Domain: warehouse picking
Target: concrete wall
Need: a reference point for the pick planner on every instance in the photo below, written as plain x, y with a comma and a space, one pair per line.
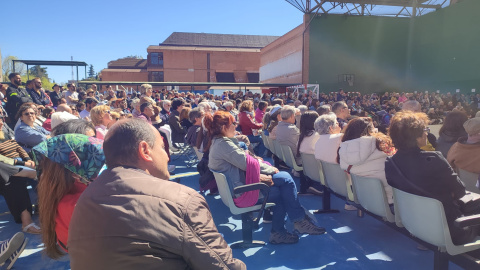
125, 75
281, 60
190, 64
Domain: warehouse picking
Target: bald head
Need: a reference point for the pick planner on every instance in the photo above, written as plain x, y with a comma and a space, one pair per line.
133, 131
64, 108
412, 105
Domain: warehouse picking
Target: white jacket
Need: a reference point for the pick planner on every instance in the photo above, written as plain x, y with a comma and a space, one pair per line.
366, 160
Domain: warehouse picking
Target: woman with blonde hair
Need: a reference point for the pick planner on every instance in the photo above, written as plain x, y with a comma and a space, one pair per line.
247, 124
363, 151
101, 118
69, 162
146, 90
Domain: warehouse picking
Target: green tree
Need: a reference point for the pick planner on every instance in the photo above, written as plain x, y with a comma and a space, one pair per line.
91, 72
7, 66
38, 71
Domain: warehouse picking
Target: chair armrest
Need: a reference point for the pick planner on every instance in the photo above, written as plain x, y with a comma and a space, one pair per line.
250, 187
468, 221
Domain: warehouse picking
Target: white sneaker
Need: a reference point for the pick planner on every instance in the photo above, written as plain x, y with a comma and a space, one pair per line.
349, 207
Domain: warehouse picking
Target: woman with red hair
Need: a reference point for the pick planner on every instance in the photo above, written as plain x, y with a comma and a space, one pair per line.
241, 168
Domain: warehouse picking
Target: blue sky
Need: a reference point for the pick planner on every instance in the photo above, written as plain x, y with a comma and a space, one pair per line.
97, 32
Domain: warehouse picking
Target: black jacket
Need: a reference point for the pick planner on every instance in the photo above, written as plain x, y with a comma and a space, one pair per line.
430, 172
15, 98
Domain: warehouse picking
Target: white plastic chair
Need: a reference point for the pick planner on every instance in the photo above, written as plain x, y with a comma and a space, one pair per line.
370, 194
425, 218
312, 168
248, 222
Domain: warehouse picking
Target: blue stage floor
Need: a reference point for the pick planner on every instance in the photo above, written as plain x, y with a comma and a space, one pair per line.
350, 242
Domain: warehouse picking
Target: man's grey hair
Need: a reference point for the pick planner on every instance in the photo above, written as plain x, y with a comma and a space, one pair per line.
303, 109
287, 111
195, 113
324, 122
337, 106
133, 131
204, 106
135, 102
412, 105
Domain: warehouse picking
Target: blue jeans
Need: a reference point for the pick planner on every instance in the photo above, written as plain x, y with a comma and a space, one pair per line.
260, 149
284, 194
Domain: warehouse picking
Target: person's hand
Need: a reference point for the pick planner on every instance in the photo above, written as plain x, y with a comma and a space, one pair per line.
266, 179
30, 164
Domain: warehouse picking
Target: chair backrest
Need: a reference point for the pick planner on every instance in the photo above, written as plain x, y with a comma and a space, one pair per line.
336, 178
423, 217
168, 131
289, 158
226, 195
198, 153
312, 168
469, 179
371, 196
271, 147
278, 150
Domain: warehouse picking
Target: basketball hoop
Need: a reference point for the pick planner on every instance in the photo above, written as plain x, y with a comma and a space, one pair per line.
350, 82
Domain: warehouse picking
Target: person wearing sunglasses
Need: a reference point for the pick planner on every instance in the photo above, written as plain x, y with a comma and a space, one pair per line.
27, 134
100, 116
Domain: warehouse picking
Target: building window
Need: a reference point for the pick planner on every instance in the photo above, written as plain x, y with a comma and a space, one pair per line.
156, 76
225, 77
156, 59
253, 77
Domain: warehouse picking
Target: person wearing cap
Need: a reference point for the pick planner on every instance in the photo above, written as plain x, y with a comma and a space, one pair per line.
16, 96
55, 95
89, 104
70, 162
465, 153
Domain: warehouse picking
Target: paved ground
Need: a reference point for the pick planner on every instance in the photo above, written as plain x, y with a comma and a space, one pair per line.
350, 242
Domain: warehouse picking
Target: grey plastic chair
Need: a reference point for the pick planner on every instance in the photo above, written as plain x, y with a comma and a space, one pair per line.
312, 168
248, 221
336, 178
370, 194
289, 158
469, 179
278, 150
270, 144
425, 218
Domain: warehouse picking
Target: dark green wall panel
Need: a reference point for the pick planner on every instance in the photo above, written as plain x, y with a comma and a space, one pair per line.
435, 51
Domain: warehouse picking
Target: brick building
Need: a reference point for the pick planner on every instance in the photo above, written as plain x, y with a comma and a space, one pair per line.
194, 57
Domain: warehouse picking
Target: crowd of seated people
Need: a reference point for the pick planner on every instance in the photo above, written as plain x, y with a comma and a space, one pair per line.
338, 127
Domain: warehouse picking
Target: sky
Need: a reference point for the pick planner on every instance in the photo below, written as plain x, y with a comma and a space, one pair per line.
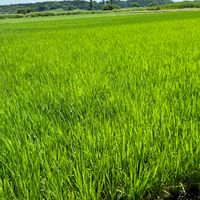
7, 2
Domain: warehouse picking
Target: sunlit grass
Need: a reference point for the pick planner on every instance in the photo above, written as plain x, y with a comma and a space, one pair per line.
98, 108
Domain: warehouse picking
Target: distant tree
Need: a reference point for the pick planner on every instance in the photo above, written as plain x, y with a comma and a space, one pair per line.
91, 5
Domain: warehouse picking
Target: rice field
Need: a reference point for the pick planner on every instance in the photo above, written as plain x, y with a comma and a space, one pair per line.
99, 106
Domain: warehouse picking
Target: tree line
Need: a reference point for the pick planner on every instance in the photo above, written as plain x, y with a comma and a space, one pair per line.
78, 4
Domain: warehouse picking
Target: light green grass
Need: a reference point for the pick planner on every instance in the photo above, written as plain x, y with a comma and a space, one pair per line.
99, 108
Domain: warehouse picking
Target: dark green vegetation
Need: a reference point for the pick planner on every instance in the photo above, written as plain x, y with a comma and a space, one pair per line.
99, 107
74, 5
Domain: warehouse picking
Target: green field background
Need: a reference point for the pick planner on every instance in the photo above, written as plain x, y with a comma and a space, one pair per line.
99, 106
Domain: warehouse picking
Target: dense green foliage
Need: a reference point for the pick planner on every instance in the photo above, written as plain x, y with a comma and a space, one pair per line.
73, 5
104, 107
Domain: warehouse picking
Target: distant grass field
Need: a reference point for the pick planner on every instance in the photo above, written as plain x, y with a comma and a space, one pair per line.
99, 107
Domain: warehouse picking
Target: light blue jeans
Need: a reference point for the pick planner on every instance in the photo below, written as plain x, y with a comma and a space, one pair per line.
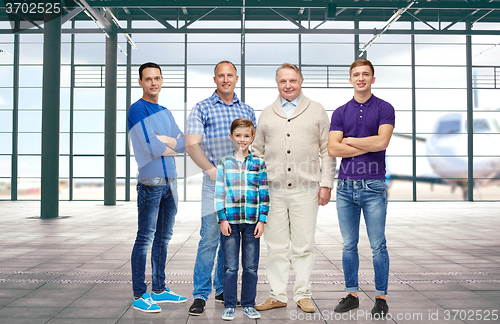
208, 246
242, 235
370, 196
157, 206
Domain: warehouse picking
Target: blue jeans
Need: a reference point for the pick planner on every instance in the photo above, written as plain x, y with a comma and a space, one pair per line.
157, 207
250, 248
207, 247
370, 196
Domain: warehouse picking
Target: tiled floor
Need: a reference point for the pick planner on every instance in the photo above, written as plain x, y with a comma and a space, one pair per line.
445, 266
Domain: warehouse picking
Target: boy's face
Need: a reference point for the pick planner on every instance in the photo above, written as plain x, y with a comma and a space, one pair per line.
242, 137
362, 78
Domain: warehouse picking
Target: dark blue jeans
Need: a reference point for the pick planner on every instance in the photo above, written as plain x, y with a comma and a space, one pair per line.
250, 249
157, 207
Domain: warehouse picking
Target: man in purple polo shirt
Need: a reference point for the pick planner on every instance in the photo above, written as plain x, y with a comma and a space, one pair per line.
360, 132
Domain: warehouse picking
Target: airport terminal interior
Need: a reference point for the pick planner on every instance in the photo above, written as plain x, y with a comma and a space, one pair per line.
68, 210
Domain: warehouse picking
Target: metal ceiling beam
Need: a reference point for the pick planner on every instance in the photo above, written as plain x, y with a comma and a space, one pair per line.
486, 14
446, 5
461, 19
158, 18
422, 21
195, 20
288, 18
393, 19
70, 15
98, 16
26, 18
268, 31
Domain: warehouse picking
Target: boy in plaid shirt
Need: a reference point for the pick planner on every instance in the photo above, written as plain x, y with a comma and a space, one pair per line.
242, 204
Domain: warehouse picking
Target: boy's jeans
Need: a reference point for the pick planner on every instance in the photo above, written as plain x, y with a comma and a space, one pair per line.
250, 249
370, 196
207, 247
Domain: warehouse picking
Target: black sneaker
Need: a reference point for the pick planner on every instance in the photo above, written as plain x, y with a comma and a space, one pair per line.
346, 304
219, 298
380, 309
198, 307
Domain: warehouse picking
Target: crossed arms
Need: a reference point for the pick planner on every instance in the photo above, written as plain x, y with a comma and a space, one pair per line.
347, 147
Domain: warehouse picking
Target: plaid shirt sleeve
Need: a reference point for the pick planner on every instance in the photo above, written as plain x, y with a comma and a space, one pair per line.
220, 193
194, 123
263, 193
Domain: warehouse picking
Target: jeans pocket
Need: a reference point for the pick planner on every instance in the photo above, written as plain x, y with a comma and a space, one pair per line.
376, 185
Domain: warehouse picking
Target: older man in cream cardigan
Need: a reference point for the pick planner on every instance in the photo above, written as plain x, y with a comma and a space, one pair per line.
292, 137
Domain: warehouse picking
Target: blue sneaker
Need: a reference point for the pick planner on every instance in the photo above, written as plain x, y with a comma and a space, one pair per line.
168, 296
228, 314
146, 304
251, 312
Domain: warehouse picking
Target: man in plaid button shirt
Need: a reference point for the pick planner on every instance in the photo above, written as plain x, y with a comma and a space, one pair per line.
207, 142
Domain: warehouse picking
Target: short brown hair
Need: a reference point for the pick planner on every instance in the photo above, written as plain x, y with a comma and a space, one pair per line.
289, 66
241, 122
361, 62
224, 62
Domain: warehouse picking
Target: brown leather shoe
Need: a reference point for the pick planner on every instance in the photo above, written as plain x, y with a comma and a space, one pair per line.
270, 303
306, 305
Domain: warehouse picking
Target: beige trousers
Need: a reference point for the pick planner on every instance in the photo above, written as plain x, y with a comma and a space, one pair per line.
289, 235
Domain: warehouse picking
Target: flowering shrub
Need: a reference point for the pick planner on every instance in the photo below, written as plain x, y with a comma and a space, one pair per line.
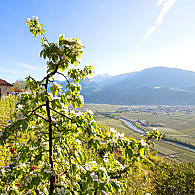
60, 153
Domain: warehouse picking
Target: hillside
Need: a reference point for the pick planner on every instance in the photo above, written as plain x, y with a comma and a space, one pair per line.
158, 85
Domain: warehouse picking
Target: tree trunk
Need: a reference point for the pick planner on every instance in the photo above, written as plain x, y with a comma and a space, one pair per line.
52, 178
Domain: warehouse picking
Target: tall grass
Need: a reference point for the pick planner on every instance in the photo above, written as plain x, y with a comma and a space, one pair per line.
7, 106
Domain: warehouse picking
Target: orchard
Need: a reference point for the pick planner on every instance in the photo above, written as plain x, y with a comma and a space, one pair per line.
54, 149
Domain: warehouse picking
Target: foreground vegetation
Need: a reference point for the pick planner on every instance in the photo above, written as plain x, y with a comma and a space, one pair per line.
158, 177
176, 126
52, 149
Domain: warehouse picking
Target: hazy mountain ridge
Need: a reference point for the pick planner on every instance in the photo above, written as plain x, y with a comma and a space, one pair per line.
158, 85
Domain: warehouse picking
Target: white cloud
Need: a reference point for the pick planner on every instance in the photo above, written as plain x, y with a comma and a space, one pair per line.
166, 5
137, 47
28, 66
149, 32
160, 2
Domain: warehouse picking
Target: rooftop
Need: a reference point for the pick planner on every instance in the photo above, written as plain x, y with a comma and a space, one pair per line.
5, 83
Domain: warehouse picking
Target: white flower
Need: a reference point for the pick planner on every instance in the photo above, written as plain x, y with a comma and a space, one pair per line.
78, 141
106, 160
75, 51
1, 133
15, 187
103, 169
35, 17
112, 130
94, 177
90, 112
35, 139
28, 20
19, 115
20, 106
2, 171
44, 189
61, 48
47, 171
143, 143
70, 39
79, 42
61, 36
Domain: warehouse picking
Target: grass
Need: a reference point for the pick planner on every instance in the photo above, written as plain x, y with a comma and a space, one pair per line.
175, 125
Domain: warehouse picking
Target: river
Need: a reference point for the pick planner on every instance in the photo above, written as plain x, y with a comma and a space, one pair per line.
137, 129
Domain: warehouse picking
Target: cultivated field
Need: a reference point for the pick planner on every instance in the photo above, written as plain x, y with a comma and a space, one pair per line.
175, 125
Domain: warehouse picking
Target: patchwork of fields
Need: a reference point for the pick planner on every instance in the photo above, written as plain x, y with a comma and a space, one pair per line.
175, 125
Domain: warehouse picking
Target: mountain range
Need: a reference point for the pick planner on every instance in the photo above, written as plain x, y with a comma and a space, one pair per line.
152, 86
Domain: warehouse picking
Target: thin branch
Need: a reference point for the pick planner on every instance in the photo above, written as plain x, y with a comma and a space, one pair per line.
64, 76
60, 114
37, 109
41, 117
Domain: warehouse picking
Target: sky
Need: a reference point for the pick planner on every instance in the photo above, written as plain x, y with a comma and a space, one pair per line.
119, 36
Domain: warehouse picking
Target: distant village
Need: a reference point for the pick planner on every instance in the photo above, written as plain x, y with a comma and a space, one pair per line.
159, 110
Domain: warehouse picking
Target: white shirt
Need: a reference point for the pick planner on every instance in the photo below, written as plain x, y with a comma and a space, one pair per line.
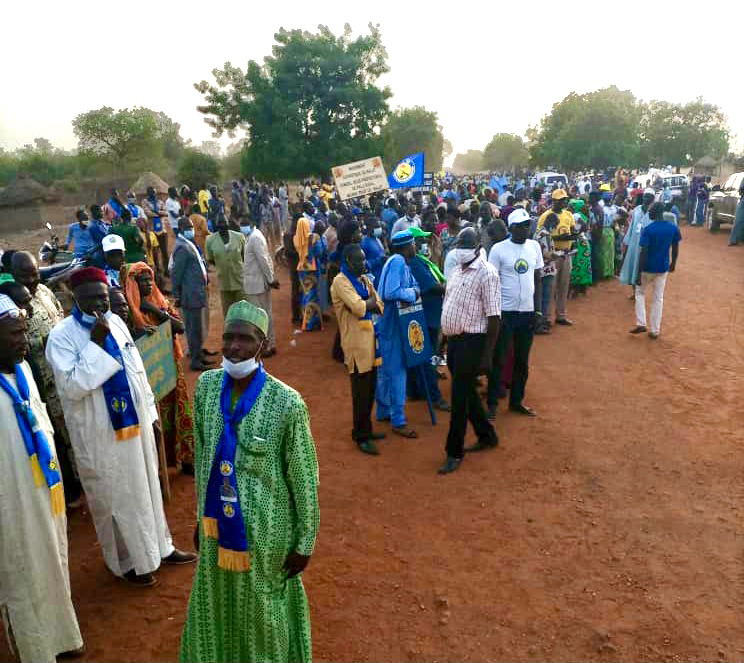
516, 265
173, 207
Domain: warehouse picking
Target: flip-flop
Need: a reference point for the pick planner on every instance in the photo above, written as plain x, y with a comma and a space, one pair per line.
405, 432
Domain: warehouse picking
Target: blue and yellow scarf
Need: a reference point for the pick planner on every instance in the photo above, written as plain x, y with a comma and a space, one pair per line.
119, 401
43, 464
363, 292
223, 518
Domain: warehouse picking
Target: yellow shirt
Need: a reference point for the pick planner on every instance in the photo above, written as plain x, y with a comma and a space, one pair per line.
357, 335
566, 225
203, 198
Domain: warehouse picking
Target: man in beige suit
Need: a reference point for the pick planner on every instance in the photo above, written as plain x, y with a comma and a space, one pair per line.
354, 301
258, 278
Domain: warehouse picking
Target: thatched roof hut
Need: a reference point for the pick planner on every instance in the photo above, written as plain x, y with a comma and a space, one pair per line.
24, 191
149, 179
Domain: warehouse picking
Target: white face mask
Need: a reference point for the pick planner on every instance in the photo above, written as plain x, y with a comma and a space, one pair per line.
463, 256
241, 369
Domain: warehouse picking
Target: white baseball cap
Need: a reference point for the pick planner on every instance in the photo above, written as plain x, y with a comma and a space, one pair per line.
519, 215
112, 243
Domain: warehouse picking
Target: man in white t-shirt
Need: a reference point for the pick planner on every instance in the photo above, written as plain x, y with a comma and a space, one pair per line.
519, 262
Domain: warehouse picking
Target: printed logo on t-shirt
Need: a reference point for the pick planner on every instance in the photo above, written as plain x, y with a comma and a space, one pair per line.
521, 266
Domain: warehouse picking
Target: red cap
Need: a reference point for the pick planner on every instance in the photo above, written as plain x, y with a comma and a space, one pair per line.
88, 275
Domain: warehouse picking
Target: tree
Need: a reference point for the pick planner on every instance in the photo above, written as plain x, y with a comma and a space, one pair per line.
505, 152
469, 162
411, 130
313, 104
594, 130
680, 134
211, 147
197, 168
129, 139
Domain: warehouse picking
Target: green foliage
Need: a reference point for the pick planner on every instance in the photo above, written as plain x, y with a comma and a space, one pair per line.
589, 131
197, 168
469, 162
312, 105
411, 130
130, 140
505, 151
680, 134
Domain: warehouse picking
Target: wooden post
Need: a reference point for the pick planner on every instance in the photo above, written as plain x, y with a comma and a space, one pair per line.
163, 463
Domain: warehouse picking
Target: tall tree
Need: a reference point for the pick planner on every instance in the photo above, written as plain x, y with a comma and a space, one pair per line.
129, 139
505, 151
680, 134
593, 130
313, 104
411, 130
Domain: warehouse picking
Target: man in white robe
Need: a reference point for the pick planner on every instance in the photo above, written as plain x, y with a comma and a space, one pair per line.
35, 601
119, 476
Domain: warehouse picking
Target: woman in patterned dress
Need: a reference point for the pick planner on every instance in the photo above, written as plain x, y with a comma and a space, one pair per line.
149, 307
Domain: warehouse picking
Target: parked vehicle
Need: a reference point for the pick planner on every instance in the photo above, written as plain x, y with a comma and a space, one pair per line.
722, 203
549, 178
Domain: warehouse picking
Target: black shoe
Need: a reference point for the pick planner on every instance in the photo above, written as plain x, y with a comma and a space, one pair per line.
179, 557
450, 465
442, 406
368, 447
144, 580
483, 444
523, 409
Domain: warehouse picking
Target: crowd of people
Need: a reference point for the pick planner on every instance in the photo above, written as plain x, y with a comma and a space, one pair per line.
489, 262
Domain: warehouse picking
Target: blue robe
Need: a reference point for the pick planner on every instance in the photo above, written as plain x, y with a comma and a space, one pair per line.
375, 254
632, 240
396, 284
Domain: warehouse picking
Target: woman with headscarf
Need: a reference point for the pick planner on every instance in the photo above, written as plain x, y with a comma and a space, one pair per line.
307, 271
581, 270
148, 307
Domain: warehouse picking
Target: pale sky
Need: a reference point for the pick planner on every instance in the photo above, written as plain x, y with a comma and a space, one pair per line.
484, 67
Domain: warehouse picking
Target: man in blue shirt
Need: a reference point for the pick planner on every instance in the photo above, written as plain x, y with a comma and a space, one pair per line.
431, 282
79, 235
657, 239
396, 285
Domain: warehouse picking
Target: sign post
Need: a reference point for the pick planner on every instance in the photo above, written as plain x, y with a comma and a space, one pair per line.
156, 351
360, 178
416, 343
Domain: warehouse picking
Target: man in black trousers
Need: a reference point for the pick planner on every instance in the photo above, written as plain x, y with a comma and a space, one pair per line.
470, 321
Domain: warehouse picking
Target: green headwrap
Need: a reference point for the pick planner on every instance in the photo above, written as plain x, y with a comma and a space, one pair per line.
244, 311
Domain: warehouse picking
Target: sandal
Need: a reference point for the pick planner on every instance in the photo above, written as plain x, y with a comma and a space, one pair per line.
405, 432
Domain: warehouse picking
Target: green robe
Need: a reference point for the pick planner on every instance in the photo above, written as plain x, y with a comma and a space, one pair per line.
256, 615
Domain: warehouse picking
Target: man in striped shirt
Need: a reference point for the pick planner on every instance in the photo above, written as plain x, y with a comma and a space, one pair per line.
470, 321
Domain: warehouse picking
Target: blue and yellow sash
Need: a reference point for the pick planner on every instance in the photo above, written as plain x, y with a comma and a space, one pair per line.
363, 292
119, 401
223, 518
43, 465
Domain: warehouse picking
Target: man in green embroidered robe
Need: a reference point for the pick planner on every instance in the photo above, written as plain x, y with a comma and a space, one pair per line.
257, 507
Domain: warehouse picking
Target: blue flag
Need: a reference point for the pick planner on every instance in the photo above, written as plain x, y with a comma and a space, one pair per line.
408, 172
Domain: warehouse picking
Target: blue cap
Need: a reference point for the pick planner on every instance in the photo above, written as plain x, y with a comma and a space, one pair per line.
402, 238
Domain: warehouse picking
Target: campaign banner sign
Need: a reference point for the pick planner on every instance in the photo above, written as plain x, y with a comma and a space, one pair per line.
360, 178
413, 330
156, 351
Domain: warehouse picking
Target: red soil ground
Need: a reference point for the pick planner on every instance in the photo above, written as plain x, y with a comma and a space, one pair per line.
609, 528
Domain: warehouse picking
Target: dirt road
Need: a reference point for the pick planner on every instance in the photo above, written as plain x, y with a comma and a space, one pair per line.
610, 527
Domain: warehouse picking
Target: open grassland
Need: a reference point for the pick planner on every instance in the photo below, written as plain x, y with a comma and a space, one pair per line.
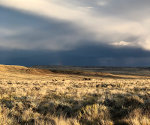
40, 97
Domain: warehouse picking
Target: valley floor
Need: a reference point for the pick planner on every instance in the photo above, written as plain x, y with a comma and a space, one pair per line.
34, 97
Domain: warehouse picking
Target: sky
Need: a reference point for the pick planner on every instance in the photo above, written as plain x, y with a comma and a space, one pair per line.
75, 32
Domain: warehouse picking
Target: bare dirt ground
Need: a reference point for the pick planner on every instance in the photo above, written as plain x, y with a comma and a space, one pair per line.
40, 97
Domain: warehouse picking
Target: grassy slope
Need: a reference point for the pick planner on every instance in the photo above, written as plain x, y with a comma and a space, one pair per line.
36, 97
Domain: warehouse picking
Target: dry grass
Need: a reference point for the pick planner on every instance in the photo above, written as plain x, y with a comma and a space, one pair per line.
39, 97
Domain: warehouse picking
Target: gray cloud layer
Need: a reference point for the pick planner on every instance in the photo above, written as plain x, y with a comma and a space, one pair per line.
63, 26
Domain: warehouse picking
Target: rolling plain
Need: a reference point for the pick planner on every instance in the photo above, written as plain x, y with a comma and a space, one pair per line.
43, 96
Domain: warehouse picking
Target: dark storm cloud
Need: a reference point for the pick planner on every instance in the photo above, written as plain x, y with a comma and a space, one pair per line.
83, 55
98, 32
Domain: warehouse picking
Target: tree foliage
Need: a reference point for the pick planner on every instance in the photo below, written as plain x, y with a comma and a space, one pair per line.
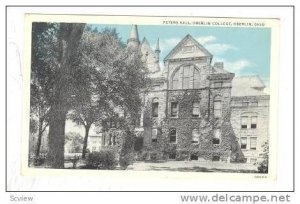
75, 140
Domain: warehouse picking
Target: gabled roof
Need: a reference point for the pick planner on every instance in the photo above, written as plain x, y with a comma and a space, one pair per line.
247, 86
134, 33
195, 42
145, 44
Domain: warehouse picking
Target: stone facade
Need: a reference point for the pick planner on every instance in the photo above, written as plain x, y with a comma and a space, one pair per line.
193, 112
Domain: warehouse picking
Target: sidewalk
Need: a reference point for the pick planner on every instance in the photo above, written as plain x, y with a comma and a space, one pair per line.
194, 166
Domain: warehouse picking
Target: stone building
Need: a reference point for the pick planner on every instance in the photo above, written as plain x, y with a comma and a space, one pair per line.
198, 110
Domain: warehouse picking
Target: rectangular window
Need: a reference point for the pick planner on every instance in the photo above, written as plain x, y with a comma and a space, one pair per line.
194, 157
155, 109
216, 158
154, 135
173, 135
243, 142
172, 155
114, 140
110, 140
244, 122
217, 136
196, 136
254, 104
245, 104
174, 109
253, 142
196, 109
253, 122
217, 109
186, 77
218, 84
175, 84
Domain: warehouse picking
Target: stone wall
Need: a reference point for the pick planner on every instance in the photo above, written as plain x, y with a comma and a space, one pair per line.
262, 129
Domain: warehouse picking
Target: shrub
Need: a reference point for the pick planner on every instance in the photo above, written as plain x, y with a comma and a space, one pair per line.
125, 161
138, 143
105, 159
153, 156
40, 160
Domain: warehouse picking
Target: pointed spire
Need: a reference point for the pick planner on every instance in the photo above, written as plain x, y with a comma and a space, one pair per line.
157, 46
133, 37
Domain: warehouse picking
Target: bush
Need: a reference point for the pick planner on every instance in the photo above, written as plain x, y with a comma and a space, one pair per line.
125, 161
40, 160
263, 167
105, 159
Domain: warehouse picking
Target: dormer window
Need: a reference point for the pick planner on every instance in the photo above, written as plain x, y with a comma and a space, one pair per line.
188, 48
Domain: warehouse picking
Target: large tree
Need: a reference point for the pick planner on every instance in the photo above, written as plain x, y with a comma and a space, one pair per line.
114, 77
69, 35
43, 63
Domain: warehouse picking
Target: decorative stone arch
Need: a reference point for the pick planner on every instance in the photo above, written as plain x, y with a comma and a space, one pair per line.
249, 118
195, 83
249, 113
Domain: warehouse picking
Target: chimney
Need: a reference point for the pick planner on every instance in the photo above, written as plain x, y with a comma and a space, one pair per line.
219, 65
133, 40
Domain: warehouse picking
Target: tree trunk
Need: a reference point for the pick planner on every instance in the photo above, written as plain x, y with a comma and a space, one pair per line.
56, 138
69, 37
40, 133
87, 129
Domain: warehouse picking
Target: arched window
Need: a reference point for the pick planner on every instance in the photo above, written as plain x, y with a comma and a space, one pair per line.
196, 135
217, 107
196, 109
155, 107
186, 77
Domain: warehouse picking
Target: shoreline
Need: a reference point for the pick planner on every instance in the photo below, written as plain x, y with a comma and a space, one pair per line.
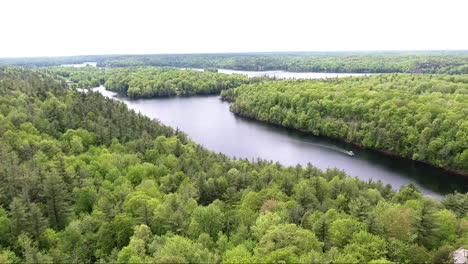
382, 151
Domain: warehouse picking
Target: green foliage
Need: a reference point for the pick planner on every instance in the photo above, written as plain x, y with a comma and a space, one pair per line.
152, 82
416, 116
85, 180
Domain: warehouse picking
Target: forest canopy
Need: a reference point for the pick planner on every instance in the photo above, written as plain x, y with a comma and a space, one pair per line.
444, 62
86, 180
417, 116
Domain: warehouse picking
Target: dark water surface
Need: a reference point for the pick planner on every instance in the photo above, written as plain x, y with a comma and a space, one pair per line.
208, 121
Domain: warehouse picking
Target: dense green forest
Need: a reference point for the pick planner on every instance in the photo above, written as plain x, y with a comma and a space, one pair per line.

#####

Problem statement:
List each line from the items above that contains the word "forest".

The completed task:
Target: forest canopy
Target: dense green forest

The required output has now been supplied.